▶ **Activity**
Which lines in the records below contain the word "rough"? Copy each of them in full.

*** Begin section ***

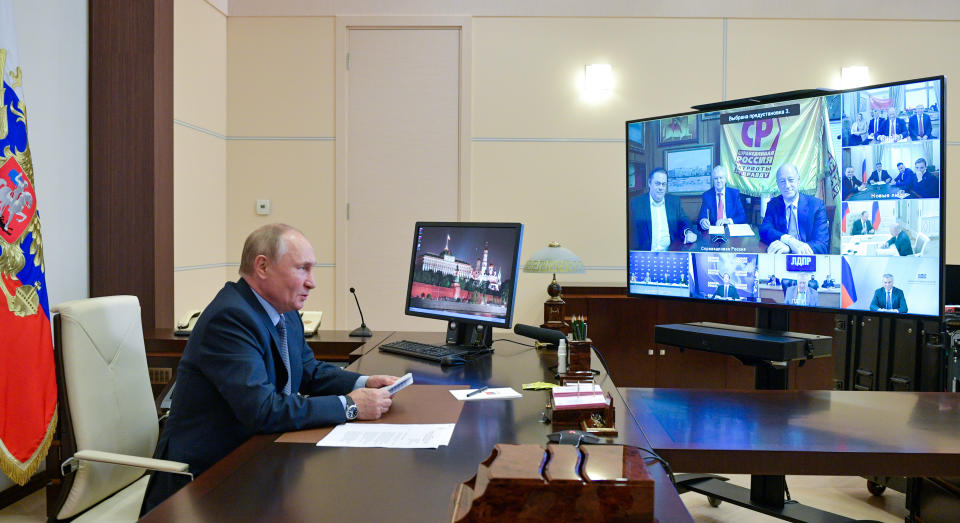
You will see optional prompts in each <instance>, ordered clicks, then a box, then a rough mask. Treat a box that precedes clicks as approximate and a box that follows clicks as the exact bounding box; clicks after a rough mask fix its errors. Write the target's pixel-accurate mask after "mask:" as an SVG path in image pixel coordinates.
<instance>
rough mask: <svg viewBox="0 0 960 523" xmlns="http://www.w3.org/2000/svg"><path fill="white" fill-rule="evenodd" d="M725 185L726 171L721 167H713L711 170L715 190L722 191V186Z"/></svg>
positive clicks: (718, 191)
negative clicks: (713, 168)
mask: <svg viewBox="0 0 960 523" xmlns="http://www.w3.org/2000/svg"><path fill="white" fill-rule="evenodd" d="M726 186H727V173H726V172H724V170H723V169H714V170H713V188H714V189H716V191H717V192H722V191H723V188H724V187H726Z"/></svg>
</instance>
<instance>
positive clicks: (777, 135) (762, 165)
mask: <svg viewBox="0 0 960 523" xmlns="http://www.w3.org/2000/svg"><path fill="white" fill-rule="evenodd" d="M720 129H721V130H720V162H721V163H722V164H723V165H724V166H726V167H727V169H728V171H729V172H730V174H731V176H730V181H729V184H730V185H731V186H732V187H735V188H737V189H739V190H740V192H742V193H744V194H746V195H749V196H776V195H778V194H780V191H779V189H777V180H776V173H777V169H779V168H780V166H781V165H783V164H785V163H792V164H793V165H795V166H796V167H797V172H798V173H799V174H800V180H799V184H800V190H801V191H803V192H805V193H807V194H814V193H817V192H819V191H818V189H819V188H820V184H819V182H820V180H822V179H823V177H824V176H830V178H831V182H832V181H833V180H832V179H833V178H834V177H835V176H834V175H835V174H836V173H835V171H836V164H835V161H834V159H833V154H832V152H831V144H830V141H829V136H830V127H829V121H828V120H827V107H826V100H825V98H823V97H816V98H809V99H806V100H800V101H798V102H792V103H787V104H768V105H760V106H757V107H752V108H750V109H746V110H743V111H738V112H733V113H726V114H721V115H720ZM833 185H834V184H833V183H830V184H828V186H829V187H830V188H831V189H834V187H833ZM835 189H836V191H839V179H837V184H836V188H835ZM831 192H833V191H831ZM817 196H819V197H820V198H823V197H824V196H826V197H827V198H830V197H831V196H835V195H832V194H831V195H823V194H817Z"/></svg>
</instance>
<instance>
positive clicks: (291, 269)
mask: <svg viewBox="0 0 960 523" xmlns="http://www.w3.org/2000/svg"><path fill="white" fill-rule="evenodd" d="M284 240H285V241H286V246H287V252H285V253H283V255H282V256H280V259H279V260H277V261H276V262H274V261H271V260H270V259H268V258H266V257H265V256H264V257H263V259H264V262H263V265H262V269H261V266H260V265H259V264H258V265H257V269H258V276H259V277H261V278H262V280H261V281H262V290H263V297H264V298H266V300H267V301H268V302H270V304H271V305H273V306H274V307H275V308H276V309H277V312H279V313H281V314H283V313H285V312H288V311H292V310H300V309H302V308H303V304H304V302H306V301H307V296H309V295H310V290H312V289H313V288H314V287H316V286H317V285H316V283H315V282H314V281H313V266H314V265H316V263H317V260H316V258H315V257H314V254H313V247H311V246H310V242H308V241H307V239H306V238H304V237H303V235H301V234H299V233H297V232H295V231H290V232H288V233H286V234H285V235H284Z"/></svg>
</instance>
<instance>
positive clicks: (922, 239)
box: [913, 232, 930, 256]
mask: <svg viewBox="0 0 960 523" xmlns="http://www.w3.org/2000/svg"><path fill="white" fill-rule="evenodd" d="M929 243H930V237H929V236H927V235H926V234H923V233H922V232H918V233H917V243H916V245H914V246H913V255H914V256H923V250H924V249H926V248H927V245H928V244H929Z"/></svg>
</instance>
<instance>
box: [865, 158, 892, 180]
mask: <svg viewBox="0 0 960 523" xmlns="http://www.w3.org/2000/svg"><path fill="white" fill-rule="evenodd" d="M890 180H893V178H891V177H890V173H888V172H887V170H886V169H884V168H883V163H882V162H877V165H876V166H875V168H874V169H873V172H872V173H870V178H867V183H880V182H889V181H890Z"/></svg>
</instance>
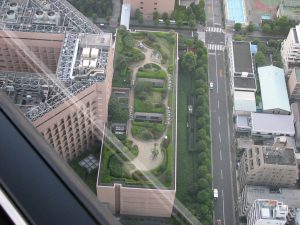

*** End section ***

▶ **Answer to the problem**
You will see optional prompts in each <instance>, ordered clicks, then a box, then a rough mask. Treat a box that precedes clicks as approximate and a box that follows clicks as the exact bounding box; clicks after a rough mask fix its errors. Write the target's pixel-accurate mask after "mask:" as an SVG path in image pixel coordinates.
rough mask: <svg viewBox="0 0 960 523" xmlns="http://www.w3.org/2000/svg"><path fill="white" fill-rule="evenodd" d="M725 185L726 171L721 167H713L711 170L715 190L722 191V186Z"/></svg>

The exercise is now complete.